● **Your assignment**
Please output the entries that follow exactly, without a single image.

Top of The input

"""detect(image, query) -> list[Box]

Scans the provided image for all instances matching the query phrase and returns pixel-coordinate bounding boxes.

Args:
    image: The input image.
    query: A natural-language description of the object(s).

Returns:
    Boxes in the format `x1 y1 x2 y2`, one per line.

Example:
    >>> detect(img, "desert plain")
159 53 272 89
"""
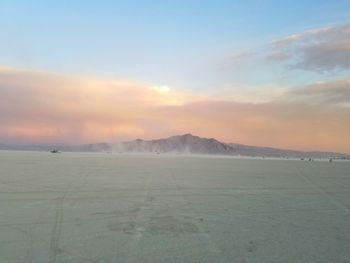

Bottom of The input

● **Problem solution**
"""detect(image, query) -> list[Box]

Scans the provided image for all instances matching the query phrase and returns pixel-coordinate bounding boxes.

Args:
    image: The input image.
    query: A natural-language description of the object(s).

Returns:
    Boxes in the format `x1 y1 x2 y2`, one per line.

Example:
    >>> detect(img, "desert plain")
159 53 272 89
"""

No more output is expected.